═══ DATASET EXCERPTS

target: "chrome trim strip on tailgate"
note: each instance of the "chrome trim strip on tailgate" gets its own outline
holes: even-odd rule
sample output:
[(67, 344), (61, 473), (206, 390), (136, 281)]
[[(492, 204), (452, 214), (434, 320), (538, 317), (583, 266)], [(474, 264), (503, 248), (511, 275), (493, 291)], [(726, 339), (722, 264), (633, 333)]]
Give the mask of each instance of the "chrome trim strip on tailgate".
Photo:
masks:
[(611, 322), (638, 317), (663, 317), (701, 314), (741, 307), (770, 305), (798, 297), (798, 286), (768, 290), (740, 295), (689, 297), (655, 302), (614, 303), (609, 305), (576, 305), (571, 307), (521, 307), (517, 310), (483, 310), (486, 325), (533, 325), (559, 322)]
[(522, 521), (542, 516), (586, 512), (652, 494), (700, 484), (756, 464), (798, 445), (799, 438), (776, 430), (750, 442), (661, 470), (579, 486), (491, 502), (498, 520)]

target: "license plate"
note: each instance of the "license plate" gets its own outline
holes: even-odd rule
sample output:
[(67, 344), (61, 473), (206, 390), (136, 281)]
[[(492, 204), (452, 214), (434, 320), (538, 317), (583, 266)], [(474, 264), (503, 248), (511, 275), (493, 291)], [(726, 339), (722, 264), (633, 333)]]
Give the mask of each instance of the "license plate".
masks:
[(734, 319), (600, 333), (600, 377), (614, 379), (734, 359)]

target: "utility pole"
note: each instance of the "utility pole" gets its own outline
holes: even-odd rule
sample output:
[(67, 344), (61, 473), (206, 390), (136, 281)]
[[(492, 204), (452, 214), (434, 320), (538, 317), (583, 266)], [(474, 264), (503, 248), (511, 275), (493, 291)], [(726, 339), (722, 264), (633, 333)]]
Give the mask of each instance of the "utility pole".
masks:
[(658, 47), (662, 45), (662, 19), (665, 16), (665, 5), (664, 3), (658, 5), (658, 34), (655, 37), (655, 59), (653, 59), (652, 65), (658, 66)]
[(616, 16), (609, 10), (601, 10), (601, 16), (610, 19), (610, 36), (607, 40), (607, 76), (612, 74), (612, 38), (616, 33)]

══════

### EXERCISE DESCRIPTION
Rewrite all of the entries above with every "outline" switched to "contour", keeping everything else the same.

### SOLUTION
target: "chrome trim strip on tailgate"
note: each instance of the "chrome trim strip on tailgate" gets its own contour
holes: even-odd rule
sample output:
[(67, 344), (61, 473), (206, 390), (136, 281)]
[[(492, 204), (452, 214), (434, 320), (538, 317), (583, 266)], [(474, 264), (503, 248), (511, 275), (493, 291)], [(726, 339), (722, 264), (633, 333)]]
Give the mask of each instance of the "chrome trim strip on tailgate".
Photo:
masks:
[(611, 322), (638, 317), (663, 317), (701, 314), (741, 307), (770, 305), (798, 297), (798, 286), (768, 290), (740, 295), (689, 297), (655, 302), (614, 303), (609, 305), (576, 305), (571, 307), (521, 307), (517, 310), (483, 310), (486, 325), (533, 325), (559, 322)]
[(522, 521), (542, 516), (586, 512), (652, 494), (700, 484), (756, 464), (798, 445), (799, 438), (776, 430), (750, 442), (661, 470), (579, 486), (491, 502), (498, 520)]

target: "license plate"
note: each instance of the "license plate" gets its own contour
holes: even-odd rule
sample output:
[(67, 344), (61, 473), (206, 390), (136, 281)]
[[(492, 204), (452, 214), (434, 320), (538, 317), (583, 266)], [(474, 264), (503, 248), (511, 275), (493, 291)], [(726, 339), (722, 264), (633, 333)]]
Give the mask of each instance of the "license plate".
masks:
[(734, 319), (600, 333), (600, 377), (614, 379), (734, 359)]

target: "utility pole"
note: each instance of the "utility pole" gets its own contour
holes: even-odd rule
sample output:
[(67, 344), (61, 473), (206, 390), (136, 281)]
[[(492, 204), (452, 214), (434, 320), (538, 317), (583, 266)], [(474, 264), (503, 248), (511, 275), (493, 291)], [(726, 339), (722, 264), (633, 333)]]
Give the mask of each instance of the "utility pole".
masks:
[(658, 47), (662, 45), (662, 19), (665, 16), (665, 5), (664, 3), (658, 5), (658, 34), (655, 37), (655, 59), (653, 59), (652, 65), (658, 66)]
[(616, 16), (609, 10), (601, 10), (601, 16), (610, 19), (610, 36), (607, 40), (607, 76), (612, 74), (612, 38), (616, 33)]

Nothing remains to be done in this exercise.